Reading passage:

Laboratories developing new genetic strains of wheat are under closer accountability than cryptic Wall Street think tanks that may unleash the first fully autonomous AI—programmed deliberately to have only the behavior patterns, goals, attitudes and morality of parasites.
And so we see the ultimate reason to demand a Transaction Fee. At low levels, it would never bother private citizens optimizing their portfolios on E-Trade, especially if each trader gets a hundred or so “freebies” each year that come exempt from the tax.
But it would remove the incentives that Wall Street “geniuses” now feel compelled by, to invest in these monstrous, hyper-fast trading programs that swamp the market in a blizzard of uncountable mosquito bites.
The fee (which could also help balance our budget) can be tuned to give that human a fighting chance and to discourage the very worst kind of artificial intelligence from leaping upon our necks out of the dark.
Copyright © 2011. All rights reserved.

Records supplied:
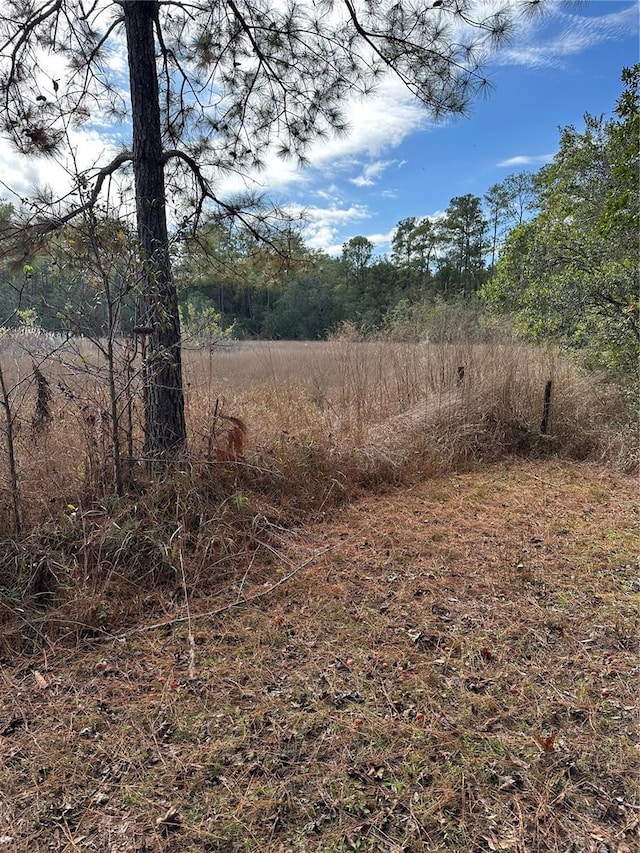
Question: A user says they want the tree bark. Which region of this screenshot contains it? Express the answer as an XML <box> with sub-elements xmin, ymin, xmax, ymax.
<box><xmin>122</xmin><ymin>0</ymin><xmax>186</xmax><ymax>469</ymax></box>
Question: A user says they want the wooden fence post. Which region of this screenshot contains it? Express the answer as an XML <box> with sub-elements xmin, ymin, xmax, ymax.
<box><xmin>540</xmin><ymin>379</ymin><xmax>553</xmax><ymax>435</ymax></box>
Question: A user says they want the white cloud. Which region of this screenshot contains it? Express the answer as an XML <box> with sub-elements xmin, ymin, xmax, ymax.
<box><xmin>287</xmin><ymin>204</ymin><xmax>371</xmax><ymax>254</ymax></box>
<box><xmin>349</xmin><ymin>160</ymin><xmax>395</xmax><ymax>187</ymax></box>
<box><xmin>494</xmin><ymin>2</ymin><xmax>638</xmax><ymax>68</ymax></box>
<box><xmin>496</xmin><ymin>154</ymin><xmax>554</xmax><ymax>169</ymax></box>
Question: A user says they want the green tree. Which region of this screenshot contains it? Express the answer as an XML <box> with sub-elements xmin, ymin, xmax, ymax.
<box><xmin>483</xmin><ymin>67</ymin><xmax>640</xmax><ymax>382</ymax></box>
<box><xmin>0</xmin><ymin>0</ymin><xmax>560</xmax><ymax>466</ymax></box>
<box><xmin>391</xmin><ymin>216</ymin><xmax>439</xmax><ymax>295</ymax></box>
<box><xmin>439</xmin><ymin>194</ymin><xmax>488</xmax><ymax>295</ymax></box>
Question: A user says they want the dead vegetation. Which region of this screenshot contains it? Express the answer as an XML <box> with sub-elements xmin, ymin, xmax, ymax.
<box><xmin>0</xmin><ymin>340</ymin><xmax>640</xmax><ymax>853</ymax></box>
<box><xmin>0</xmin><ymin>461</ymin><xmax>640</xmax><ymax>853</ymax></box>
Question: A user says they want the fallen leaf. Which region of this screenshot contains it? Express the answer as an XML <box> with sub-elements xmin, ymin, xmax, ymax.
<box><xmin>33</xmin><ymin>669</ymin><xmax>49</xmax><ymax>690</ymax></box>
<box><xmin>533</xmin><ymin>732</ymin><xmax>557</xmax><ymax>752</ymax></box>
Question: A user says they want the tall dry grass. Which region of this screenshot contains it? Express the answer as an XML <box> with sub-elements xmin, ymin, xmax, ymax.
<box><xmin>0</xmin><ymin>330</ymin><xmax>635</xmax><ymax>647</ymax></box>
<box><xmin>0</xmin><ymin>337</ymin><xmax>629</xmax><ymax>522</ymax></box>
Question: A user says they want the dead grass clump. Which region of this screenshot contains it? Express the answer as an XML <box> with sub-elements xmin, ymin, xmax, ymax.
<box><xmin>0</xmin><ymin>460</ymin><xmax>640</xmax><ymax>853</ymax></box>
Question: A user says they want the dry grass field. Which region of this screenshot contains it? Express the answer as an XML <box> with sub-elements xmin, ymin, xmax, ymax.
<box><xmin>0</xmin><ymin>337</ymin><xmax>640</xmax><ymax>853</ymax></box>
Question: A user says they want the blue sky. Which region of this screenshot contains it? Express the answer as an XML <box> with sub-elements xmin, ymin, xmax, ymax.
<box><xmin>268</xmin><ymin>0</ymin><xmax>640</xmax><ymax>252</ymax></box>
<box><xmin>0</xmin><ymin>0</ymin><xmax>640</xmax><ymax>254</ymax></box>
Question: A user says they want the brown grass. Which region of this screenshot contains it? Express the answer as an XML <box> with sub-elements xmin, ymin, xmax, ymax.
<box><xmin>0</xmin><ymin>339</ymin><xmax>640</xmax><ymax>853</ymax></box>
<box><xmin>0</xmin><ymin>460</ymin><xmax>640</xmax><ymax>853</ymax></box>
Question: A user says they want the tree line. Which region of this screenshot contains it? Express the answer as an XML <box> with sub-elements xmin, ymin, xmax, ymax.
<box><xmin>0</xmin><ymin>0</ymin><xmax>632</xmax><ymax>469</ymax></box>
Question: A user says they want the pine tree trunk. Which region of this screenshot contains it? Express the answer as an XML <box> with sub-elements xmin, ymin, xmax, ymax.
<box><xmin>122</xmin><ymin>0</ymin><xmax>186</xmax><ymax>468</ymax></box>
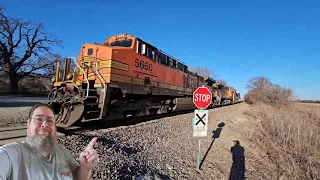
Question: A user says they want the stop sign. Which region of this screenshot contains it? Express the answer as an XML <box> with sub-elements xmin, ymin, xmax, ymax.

Exercise requirements:
**A)** Based on the passage about a transaction fee, decide whether each statement agrees with it. Answer yes or no for each, and quote the words of the passage that settle it. (i) At low levels, the fee would bother private citizens managing their portfolios on E-Trade. (ii) The fee might also help balance the budget. (iii) Wheat laboratories face less accountability than Wall Street think tanks.
**B)** Echo the passage about a transaction fee word for word, taking everything from "Laboratories developing new" down to "from the tax.".
**C)** According to the passage about a transaction fee, the first fully autonomous AI might be deliberately programmed to have only certain traits of parasites. List every one of those traits.
The entries were taken from a different source than the passage.

Answers for the exercise:
**A)**
(i) No: "At low levels, it would never bother private citizens optimizing their portfolios on E-Trade"
(ii) Yes: "which could also help balance our budget"
(iii) No: "Laboratories developing new genetic strains of wheat are under closer accountability than cryptic Wall Street think tanks"

**B)**
Laboratories developing new genetic strains of wheat are under closer accountability than cryptic Wall Street think tanks that may unleash the first fully autonomous AI—programmed deliberately to have only the behavior patterns, goals, attitudes and morality of parasites.
And so we see the ultimate reason to demand a Transaction Fee. At low levels, it would never bother private citizens optimizing their portfolios on E-Trade, especially if each trader gets a hundred or so “freebies” each year that come exempt from the tax.

**C)** behavior patterns, goals, attitudes, morality